* [WHAT THE EXERCISE ASKS]: Copy out each of the records below word for word.

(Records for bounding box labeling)
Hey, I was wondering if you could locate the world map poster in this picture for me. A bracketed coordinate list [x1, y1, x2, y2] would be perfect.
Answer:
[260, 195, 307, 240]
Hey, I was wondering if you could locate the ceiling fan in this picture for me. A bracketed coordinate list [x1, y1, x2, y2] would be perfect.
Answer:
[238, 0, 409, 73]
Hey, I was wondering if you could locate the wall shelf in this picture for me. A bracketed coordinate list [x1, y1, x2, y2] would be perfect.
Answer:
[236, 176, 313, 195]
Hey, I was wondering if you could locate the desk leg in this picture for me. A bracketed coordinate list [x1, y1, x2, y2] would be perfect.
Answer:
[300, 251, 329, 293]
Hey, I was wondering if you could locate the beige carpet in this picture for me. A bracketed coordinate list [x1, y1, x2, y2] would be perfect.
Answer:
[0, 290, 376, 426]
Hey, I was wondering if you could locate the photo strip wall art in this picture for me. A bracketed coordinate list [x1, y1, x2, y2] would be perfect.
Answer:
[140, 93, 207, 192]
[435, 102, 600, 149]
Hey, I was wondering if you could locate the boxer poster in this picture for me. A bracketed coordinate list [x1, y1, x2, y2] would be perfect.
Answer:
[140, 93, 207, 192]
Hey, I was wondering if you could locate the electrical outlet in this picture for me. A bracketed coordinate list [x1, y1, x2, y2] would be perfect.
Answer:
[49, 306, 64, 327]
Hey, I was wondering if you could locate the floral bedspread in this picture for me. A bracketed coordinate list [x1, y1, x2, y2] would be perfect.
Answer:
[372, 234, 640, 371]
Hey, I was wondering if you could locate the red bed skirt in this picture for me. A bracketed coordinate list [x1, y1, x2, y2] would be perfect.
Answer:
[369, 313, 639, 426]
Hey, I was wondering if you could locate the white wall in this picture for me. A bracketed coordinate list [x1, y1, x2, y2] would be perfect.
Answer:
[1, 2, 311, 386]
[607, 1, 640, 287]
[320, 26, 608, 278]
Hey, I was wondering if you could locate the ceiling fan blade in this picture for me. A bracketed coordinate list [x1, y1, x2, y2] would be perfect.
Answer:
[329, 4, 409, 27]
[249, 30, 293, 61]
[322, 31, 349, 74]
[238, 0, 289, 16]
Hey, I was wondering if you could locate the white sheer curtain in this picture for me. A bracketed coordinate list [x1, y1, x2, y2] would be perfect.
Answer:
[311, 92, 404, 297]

* [WRITTEN RESPONSE]:
Hey, I was wondering if you could locate the world map poster in this picture for me. A bracketed coordinate list [x1, y1, x2, y2] would be perfect.
Answer:
[260, 195, 307, 240]
Hey, I was wondering if you could locate the ceiling fan in this picture for me. A bracketed coordinate list [x1, y1, x2, y2] would be perfect.
Answer:
[238, 0, 409, 73]
Hey, I was wondering if you could locate the wall shelf in this picture for me. A bracketed coordinate list [x1, y1, x2, y2] would be perfect.
Answer:
[236, 176, 313, 195]
Hey, I was wondering if you could locate the desk leg in this picture for me. A bracketed coordinate list [x1, y1, x2, y2] would be perfect.
Answer:
[300, 251, 329, 293]
Hey, I was wondering if you could locate the beige carpet in this picture for me. A bracketed coordinate list [x1, y1, x2, y2] would be perfect.
Answer:
[0, 290, 376, 426]
Hey, I was wondering if you could locate the photo strip wall art in this picture for me. A bracketed coordinate list [x1, y1, x2, y2] would be perfect.
Answer:
[140, 93, 207, 192]
[435, 102, 600, 149]
Hey, I was wondering if you could locate the boxer poster in this picture for me. A bracketed coordinate list [x1, y1, x2, y2] would be perfect.
Answer:
[140, 93, 207, 192]
Hey, I was wondering if you could locate the electrical outlet in this picture for me. A bracketed coordinate list [x1, y1, x2, y2] would be perfect.
Answer:
[49, 306, 64, 327]
Hey, I was wondering if you could locate the floral bedspread in this picture for me. A bracketed coordinate list [x1, y1, x2, y2] would be perfect.
Answer:
[372, 234, 640, 371]
Hey, I was wondering if you could locate the red bed skirt in this picture for me. A bracketed coordinate list [x1, y1, x2, y2] would be perfect.
Answer:
[369, 313, 639, 426]
Hey, I was wondering if you could locate the white wall in this picture for me. A bracketed coordinate list [x1, y1, x2, y2] would be perfect.
Answer:
[1, 2, 311, 386]
[607, 1, 640, 287]
[320, 26, 608, 278]
Hey, I was wondering if you could locate the ceiling fan blade in this picture for me. A bracketed coordinate list [x1, y1, x2, y2] would be perfect.
Answer:
[329, 4, 409, 27]
[249, 30, 293, 61]
[322, 31, 349, 74]
[238, 0, 289, 16]
Hey, I was wondering if you could locate the white sheer curtain in this picture for me. A bracketed coordinate list [x1, y1, x2, y2] would be perfect.
Answer:
[311, 92, 404, 297]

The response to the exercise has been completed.